Reproduce all entries precisely, down to the last character.
** start of Supplied material **
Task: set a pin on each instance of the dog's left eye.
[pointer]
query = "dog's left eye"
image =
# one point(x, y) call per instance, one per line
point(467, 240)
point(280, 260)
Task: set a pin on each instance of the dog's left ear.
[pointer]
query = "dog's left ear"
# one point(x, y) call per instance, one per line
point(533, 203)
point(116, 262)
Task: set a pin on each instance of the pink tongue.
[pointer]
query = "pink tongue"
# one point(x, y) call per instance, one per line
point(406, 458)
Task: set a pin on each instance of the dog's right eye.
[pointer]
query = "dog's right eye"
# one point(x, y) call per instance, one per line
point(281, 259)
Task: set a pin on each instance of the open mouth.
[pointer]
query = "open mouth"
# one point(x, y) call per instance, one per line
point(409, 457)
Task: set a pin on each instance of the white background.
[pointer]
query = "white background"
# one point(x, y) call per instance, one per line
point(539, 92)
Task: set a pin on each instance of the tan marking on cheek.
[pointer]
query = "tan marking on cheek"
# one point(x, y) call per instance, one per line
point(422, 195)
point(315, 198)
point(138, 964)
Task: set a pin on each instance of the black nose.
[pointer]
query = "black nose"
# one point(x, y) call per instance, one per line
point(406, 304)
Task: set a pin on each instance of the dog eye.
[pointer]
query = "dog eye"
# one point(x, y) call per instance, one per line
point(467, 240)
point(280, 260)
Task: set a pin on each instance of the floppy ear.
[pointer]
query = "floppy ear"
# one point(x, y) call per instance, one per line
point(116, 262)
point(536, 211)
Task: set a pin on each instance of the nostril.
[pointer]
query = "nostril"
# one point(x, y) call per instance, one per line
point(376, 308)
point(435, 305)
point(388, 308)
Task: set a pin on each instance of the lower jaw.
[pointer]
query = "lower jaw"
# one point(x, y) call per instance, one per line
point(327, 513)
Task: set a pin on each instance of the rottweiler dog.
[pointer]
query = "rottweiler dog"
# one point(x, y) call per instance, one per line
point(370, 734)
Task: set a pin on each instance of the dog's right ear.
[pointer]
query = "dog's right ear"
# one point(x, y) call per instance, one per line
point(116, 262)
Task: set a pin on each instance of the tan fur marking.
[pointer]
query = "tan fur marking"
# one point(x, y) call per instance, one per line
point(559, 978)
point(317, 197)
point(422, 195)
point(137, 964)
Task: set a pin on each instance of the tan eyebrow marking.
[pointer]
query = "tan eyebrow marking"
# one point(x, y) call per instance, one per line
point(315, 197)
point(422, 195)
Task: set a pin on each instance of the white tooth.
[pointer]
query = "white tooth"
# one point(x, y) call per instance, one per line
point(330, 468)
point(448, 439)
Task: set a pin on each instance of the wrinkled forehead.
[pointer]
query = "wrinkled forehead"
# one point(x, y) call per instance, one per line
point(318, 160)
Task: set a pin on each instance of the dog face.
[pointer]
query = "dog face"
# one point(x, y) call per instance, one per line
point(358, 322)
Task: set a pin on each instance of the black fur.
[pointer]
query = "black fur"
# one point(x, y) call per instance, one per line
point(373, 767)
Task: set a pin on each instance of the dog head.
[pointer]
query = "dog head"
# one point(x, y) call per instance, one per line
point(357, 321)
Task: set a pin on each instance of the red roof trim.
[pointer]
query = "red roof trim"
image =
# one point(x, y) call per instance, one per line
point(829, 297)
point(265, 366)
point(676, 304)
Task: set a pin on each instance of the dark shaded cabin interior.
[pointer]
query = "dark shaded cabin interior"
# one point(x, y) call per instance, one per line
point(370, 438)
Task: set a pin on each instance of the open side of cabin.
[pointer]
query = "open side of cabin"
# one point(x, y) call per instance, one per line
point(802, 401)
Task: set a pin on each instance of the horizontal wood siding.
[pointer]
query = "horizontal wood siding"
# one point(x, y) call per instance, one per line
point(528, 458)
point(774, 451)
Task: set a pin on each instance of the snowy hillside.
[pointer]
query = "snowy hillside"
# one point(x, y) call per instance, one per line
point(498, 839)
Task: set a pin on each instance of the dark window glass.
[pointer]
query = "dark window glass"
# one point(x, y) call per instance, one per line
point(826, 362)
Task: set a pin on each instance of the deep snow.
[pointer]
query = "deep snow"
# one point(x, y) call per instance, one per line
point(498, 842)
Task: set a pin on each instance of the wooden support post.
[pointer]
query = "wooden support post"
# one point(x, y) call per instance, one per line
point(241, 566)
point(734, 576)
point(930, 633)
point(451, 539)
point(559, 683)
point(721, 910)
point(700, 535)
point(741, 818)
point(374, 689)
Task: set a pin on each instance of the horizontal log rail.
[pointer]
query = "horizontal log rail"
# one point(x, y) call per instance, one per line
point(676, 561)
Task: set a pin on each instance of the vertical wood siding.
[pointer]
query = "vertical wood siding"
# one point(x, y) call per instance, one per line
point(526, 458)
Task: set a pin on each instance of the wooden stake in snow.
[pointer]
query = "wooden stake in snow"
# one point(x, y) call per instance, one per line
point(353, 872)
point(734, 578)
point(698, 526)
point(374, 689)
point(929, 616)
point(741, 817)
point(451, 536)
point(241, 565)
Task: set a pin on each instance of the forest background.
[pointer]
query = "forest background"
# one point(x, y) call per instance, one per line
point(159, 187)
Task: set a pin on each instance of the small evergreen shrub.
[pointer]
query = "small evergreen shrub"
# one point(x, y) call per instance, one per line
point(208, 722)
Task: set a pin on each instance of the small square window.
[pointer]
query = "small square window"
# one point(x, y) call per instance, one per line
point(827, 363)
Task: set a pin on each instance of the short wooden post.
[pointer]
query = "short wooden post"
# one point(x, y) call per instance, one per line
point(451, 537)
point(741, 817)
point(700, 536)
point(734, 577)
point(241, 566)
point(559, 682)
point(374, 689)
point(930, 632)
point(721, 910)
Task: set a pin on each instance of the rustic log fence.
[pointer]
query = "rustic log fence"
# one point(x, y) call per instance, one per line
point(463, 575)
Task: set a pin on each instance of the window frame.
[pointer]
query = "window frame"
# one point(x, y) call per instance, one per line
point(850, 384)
** end of Supplied material **
**Problem solution**
Task: set a pin on each instance of the dog's left eye.
[pointer]
query = "dog's left eye"
image =
# one point(x, y) call per instance, one per line
point(467, 240)
point(280, 260)
Task: set a pin on each instance of the dog's left ear.
[pointer]
query = "dog's left ear"
# one point(x, y) call per instance, one per line
point(533, 203)
point(116, 262)
Task: set a pin on each instance of the pink tongue.
[pointer]
query = "pink tongue"
# one point(x, y) call per instance, one per line
point(406, 458)
Task: set a pin on each instance of the dog's right eye.
[pointer]
query = "dog's right eye"
# one point(x, y) call per instance, one per line
point(281, 259)
Task: set a pin on each instance of the open mouth.
[pointer]
query = "open mouth"
# one point(x, y) call per instance, one per line
point(409, 457)
Task: set a pin on each instance of the white background.
[pointer]
query = "white background"
# one point(x, y) call per instance, one per line
point(539, 92)
Task: set a pin on each instance of the tan marking on cheek.
[pointer]
query = "tan marking on cheek"
# one point(x, y) call per instance, one per line
point(422, 195)
point(315, 198)
point(138, 964)
Task: set a pin on each instance of the black nose.
[pointer]
query = "black nose"
# one point(x, y) call per instance, one per line
point(406, 304)
Task: set a pin on each instance of the dog eye.
[pointer]
query = "dog eye"
# one point(x, y) call per instance, one per line
point(467, 240)
point(280, 260)
Task: set a pin on each instance of the floppy ear.
[pointer]
query = "floppy ear"
# one point(x, y) call per instance, one per line
point(116, 262)
point(536, 211)
Task: set a pin on each instance of the nostril.
[pointer]
query = "nostril"
# one point(x, y) call per instance, one per line
point(376, 308)
point(435, 305)
point(388, 308)
Task: set a pin on each instance of the lower jaw.
[pointer]
query = "lower jaw"
# one point(x, y) call per instance, one per line
point(327, 513)
Task: set a pin on each instance of the rottweiler dog.
[pointer]
query = "rottweiler dog"
# one point(x, y) call per instance, one per line
point(370, 734)
Task: set a pin on each instance of the dog's right ear.
[pointer]
query = "dog's right ear"
# one point(x, y) call per instance, one per line
point(116, 262)
Task: set a pin on each instance of the tan fur marking.
[pointer]
query = "tan fur marking"
# one point(x, y) call per instance, one per line
point(559, 978)
point(317, 197)
point(422, 195)
point(137, 964)
Task: set a pin on each instance of the tan eyebrow marking.
[pointer]
query = "tan eyebrow marking"
# one point(x, y) call per instance, one per line
point(315, 197)
point(422, 195)
Task: set a pin on each instance of the white tooth.
[pointer]
query = "white tooth"
# one point(x, y) call per instance, one per line
point(330, 468)
point(448, 439)
Task: set a pin on each instance of the wrinkled forehead.
[pointer]
query = "wrinkled forehead"
# one point(x, y) call per instance, one per line
point(318, 160)
Task: set a pin on each instance of the dog face.
[pointer]
query = "dog face"
# one point(x, y) call per instance, one per line
point(358, 322)
Task: set a pin on each instance of the black fur.
[pointer]
query = "black fur"
# one point(x, y) call per instance, one per line
point(373, 767)
Task: set a pin on each instance of the dog head.
[pointer]
query = "dog head"
# one point(x, y) call per instance, one per line
point(357, 321)
Task: set a pin on each instance of the red roof trim.
[pointer]
query = "red roof trim"
image =
# one point(x, y) call per instance, one per line
point(829, 297)
point(265, 366)
point(676, 304)
Task: set a pin on each instance of the dark shaded cabin interior.
[pointer]
query = "dark shaded cabin interior"
# one point(x, y) call per instance, one per line
point(370, 438)
Task: set a pin on each instance of the open side of cabin.
[pointer]
query = "open side of cabin"
# one point(x, y) call per instance, one per line
point(802, 401)
Task: set a pin on each instance of the horizontal wood siding.
[pointer]
query = "horizontal wood siding"
# one point(x, y) call per instance, one per line
point(528, 458)
point(774, 451)
Task: set a pin on each instance of the snowy hillside.
[pointer]
query = "snowy hillside"
# one point(x, y) call per instance, one per line
point(498, 839)
Task: set a pin on each instance of the dark window glass.
[pointer]
query = "dark window glass"
# one point(x, y) call per instance, one per line
point(826, 362)
Task: set a pin on each instance of the deep snow.
[pointer]
query = "deep snow"
# one point(x, y) call per instance, one per line
point(498, 842)
Task: set a pin on each instance of the wooden support post.
[pointer]
query = "wooden support post"
# one point(x, y) call per instance, one per line
point(241, 566)
point(734, 576)
point(930, 633)
point(451, 539)
point(559, 683)
point(721, 910)
point(700, 535)
point(741, 818)
point(374, 689)
Task: set a pin on each instance of the horizontal log rail.
[pointer]
query = "horizontal log rail"
# one point(x, y) call per instance, one per line
point(676, 561)
Task: set a pin on each instance of the vertical wood siding.
[pointer]
query = "vertical wood siding"
# one point(x, y) call per instance, one per line
point(526, 458)
Task: set a pin on each instance of the wooden stake in snow.
[pointer]
query = "wooden stake in snow"
# one point(x, y) call per instance, one per line
point(353, 872)
point(734, 578)
point(698, 526)
point(374, 689)
point(929, 616)
point(741, 817)
point(451, 536)
point(241, 565)
Task: set a pin on each instance of the forest background.
[pointer]
query = "forest background"
# one point(x, y) call per instance, one per line
point(159, 187)
Task: set a pin on each instance of the small evergreen shrub.
[pointer]
query = "small evergreen shrub"
# one point(x, y) call per instance, one per line
point(208, 722)
Task: set a pin on each instance of the small square window.
[pointer]
query = "small square window"
# one point(x, y) call per instance, one per line
point(827, 363)
Task: set a pin on each instance of the short wooden post.
[pointer]
query = "short wooden post"
# one point(x, y) call per instance, one per line
point(451, 537)
point(741, 817)
point(700, 536)
point(734, 577)
point(241, 566)
point(559, 682)
point(374, 689)
point(930, 632)
point(721, 910)
Task: set a pin on each instance of the rustic log fence.
[pointer]
query = "rustic log fence"
# one point(x, y) call per instance, one per line
point(463, 575)
Task: set a pin on each instance of the window frame.
[pointer]
query = "window frame"
# one point(x, y) call per instance, one per line
point(850, 384)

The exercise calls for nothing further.